%%
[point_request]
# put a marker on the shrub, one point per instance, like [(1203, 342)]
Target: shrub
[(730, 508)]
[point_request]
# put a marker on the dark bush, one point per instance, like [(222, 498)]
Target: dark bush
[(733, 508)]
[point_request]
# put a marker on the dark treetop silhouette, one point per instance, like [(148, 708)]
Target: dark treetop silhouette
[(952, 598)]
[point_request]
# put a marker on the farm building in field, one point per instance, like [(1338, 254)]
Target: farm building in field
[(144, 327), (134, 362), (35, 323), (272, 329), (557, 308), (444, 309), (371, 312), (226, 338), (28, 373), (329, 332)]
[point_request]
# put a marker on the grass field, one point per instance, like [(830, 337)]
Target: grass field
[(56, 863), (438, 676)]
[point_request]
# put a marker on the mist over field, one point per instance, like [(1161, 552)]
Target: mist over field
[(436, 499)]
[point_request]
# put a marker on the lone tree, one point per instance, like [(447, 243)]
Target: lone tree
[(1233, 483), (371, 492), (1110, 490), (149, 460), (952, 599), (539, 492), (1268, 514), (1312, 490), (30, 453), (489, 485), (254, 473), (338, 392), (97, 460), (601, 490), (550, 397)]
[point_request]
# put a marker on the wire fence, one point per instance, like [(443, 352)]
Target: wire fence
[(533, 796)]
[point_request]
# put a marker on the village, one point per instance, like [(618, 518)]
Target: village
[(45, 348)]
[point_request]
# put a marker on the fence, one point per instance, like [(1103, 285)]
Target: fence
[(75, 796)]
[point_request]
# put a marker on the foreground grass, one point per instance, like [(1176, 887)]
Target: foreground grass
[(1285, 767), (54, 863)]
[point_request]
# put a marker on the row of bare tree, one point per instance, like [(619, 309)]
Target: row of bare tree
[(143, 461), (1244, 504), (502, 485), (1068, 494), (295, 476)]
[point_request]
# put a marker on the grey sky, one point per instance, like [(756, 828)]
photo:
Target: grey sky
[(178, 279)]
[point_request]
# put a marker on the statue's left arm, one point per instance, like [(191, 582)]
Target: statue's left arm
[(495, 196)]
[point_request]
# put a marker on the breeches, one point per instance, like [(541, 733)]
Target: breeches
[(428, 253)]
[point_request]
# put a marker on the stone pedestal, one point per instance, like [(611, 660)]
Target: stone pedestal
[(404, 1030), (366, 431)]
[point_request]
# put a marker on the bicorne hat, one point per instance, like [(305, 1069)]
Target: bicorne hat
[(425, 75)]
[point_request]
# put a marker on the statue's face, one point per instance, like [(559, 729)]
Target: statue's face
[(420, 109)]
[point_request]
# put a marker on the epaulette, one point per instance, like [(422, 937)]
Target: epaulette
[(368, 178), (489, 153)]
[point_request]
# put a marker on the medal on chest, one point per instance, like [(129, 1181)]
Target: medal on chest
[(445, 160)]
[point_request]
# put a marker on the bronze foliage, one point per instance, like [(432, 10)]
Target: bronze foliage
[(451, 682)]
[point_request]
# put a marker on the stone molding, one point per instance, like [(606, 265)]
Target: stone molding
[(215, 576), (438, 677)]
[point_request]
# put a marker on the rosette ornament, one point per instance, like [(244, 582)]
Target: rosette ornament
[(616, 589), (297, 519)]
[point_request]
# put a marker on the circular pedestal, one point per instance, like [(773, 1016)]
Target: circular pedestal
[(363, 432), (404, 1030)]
%%
■ Problem details: Return an exact copy of the listing.

■ Response area:
[point_request]
# put a marker on the shrub, one point per instance, like [(1203, 342)]
Target: shrub
[(730, 508)]
[point_request]
# put a marker on the dark bush, one point per instance, like [(222, 498)]
Target: dark bush
[(733, 508)]
[point_request]
# put a marker on the dark treetop silhouette, one point per instance, like [(148, 708)]
Target: dark treetop silhouette
[(952, 598)]
[point_request]
# put a marker on the farm building in field, one point per instance, like [(1338, 254)]
Target: farm building in field
[(144, 327), (134, 362), (35, 323), (272, 329), (557, 308), (444, 309), (371, 312), (226, 338), (28, 373), (329, 332)]
[point_request]
# put a marker on the grass field, one point per instance, like [(830, 337)]
Target: grass field
[(56, 863), (438, 676)]
[point_request]
# put a marker on the mist over field, one point per instance, like [(1161, 552)]
Target: mist over field
[(436, 499)]
[point_request]
# put a marker on the lone tree, one point per instance, like [(447, 243)]
Target: lone tree
[(1233, 483), (371, 492), (1110, 490), (149, 460), (952, 599), (539, 492), (1268, 514), (1312, 490), (30, 453), (489, 485), (254, 473), (338, 392), (97, 460), (601, 490), (550, 397)]
[point_request]
# put a marker on the wire fence, one point per instance, like [(443, 352)]
Target: wire fence
[(533, 796)]
[point_request]
# put a marker on the village, one point per instance, like [(618, 518)]
Target: village
[(45, 348)]
[point_request]
# put a marker on the fence, one point per instance, like [(1103, 285)]
Target: fence
[(75, 796)]
[point_request]
# put a marker on the foreground grass, one point per instance, like [(1176, 887)]
Target: foreground grass
[(1285, 767), (54, 863)]
[point_request]
# put a marker on the row of bare tree, one point per instance, like [(619, 309)]
Target: row of bare tree
[(143, 461), (1244, 504), (502, 485), (1068, 494), (295, 476)]
[point_request]
# put a marker on the grey sky, one point per instance, like [(756, 828)]
photo:
Target: grey sky
[(178, 279)]
[point_request]
# put a marker on the statue's left arm, one point per instance, like [(191, 582)]
Target: statue's left arm
[(495, 196)]
[point_request]
# put a marker on the breeches, one point per instance, like [(541, 733)]
Target: breeches
[(428, 253)]
[point_request]
# put a marker on the stone pedestal, one point per instance, like [(611, 660)]
Target: stone pedestal
[(404, 1030), (366, 431)]
[point_request]
# put a marker on the bicorne hat, one point per instance, like [(305, 1069)]
Target: bicorne hat
[(425, 75)]
[point_request]
# put a marker on the statue's face, one point per instance, like [(559, 729)]
Target: statue's face
[(420, 109)]
[point_request]
# put a marker on the epaulette, one point per instance, like [(422, 937)]
Target: epaulette
[(368, 178), (489, 153)]
[point_request]
# put a marker on the medal on chest, one point per instance, like [(129, 1181)]
Target: medal on chest
[(445, 160)]
[point_request]
# put a marker on the bronze foliage, one point per instance, like [(432, 10)]
Target: bronze foliage
[(451, 682)]
[point_request]
# put a marker on the stone molding, one point per instance, like [(606, 265)]
Target: stone molding
[(215, 576), (438, 677)]
[point_request]
# put a marker on the rosette ornament, one point per instance, like [(244, 582)]
Target: rosette ornament
[(616, 589), (297, 519)]
[point_request]
# put a marker on the circular pedestal, one point per instance, like [(773, 1016)]
Target: circular pedestal
[(363, 432), (404, 1030)]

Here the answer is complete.